## What to do
Reproduce the following material exactly, including every line.

Material for this exercise Start Marker

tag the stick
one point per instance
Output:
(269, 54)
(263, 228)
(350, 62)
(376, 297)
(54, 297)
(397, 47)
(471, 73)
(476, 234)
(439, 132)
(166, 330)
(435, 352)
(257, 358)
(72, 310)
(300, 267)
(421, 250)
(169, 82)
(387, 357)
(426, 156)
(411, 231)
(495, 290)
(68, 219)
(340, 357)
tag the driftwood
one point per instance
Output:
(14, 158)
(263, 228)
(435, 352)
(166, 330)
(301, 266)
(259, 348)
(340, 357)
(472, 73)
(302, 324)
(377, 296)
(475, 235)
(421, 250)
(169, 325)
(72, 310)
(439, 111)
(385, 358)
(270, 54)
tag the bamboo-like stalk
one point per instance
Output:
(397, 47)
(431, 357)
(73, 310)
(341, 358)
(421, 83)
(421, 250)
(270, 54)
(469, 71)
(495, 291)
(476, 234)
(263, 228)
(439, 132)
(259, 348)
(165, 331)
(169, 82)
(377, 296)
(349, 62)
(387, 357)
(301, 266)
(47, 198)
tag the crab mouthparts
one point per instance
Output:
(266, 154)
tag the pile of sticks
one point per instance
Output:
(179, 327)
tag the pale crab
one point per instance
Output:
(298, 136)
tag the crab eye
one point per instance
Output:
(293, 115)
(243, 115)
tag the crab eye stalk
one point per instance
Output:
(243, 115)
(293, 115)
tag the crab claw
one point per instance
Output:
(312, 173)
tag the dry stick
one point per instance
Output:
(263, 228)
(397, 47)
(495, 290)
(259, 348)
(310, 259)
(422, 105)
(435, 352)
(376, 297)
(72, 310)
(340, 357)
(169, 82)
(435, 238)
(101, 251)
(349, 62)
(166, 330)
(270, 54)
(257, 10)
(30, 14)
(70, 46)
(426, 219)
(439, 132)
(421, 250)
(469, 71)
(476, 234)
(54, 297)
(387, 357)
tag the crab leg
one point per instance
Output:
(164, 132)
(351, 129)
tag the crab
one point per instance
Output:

Material for this exercise End Marker

## Answer below
tag the stick
one point per instance
Output:
(269, 54)
(263, 228)
(350, 62)
(376, 297)
(54, 297)
(397, 47)
(471, 73)
(476, 234)
(439, 132)
(166, 330)
(435, 352)
(257, 358)
(72, 310)
(300, 267)
(421, 250)
(169, 82)
(387, 357)
(426, 156)
(411, 231)
(495, 290)
(68, 219)
(340, 357)
tag the driftwood
one point per instance
Output:
(14, 158)
(263, 228)
(435, 352)
(166, 330)
(301, 266)
(259, 348)
(340, 357)
(472, 73)
(302, 324)
(377, 296)
(475, 235)
(421, 250)
(169, 325)
(72, 310)
(439, 111)
(385, 358)
(270, 54)
tag the bamboo-like stalk
one point per instance
Output:
(397, 47)
(431, 357)
(73, 310)
(341, 358)
(421, 83)
(421, 250)
(270, 54)
(469, 71)
(495, 291)
(476, 234)
(263, 228)
(439, 132)
(259, 348)
(165, 331)
(169, 82)
(377, 296)
(349, 62)
(387, 357)
(301, 266)
(47, 198)
tag the crab mouthparts
one point per instance
Output:
(266, 154)
tag the pile of sticks
one point per instance
Output:
(179, 327)
tag the pale crab
one point per instance
Output:
(298, 136)
tag the crab eye
one point per instance
Output:
(293, 115)
(243, 115)
tag the crab eye stalk
one point per instance
Output:
(243, 115)
(293, 115)
tag the crab claw
one point per instance
Output:
(312, 173)
tag the dry stick
one point per instance
Output:
(263, 228)
(397, 47)
(495, 290)
(259, 348)
(310, 259)
(422, 105)
(435, 352)
(376, 297)
(72, 310)
(340, 357)
(169, 82)
(435, 238)
(101, 251)
(349, 62)
(166, 330)
(270, 54)
(257, 10)
(30, 14)
(70, 46)
(426, 219)
(439, 132)
(421, 250)
(469, 71)
(476, 234)
(54, 297)
(387, 357)
tag the crab leg
one point per instance
Output:
(164, 132)
(351, 129)
tag the crab
one point per instance
Output:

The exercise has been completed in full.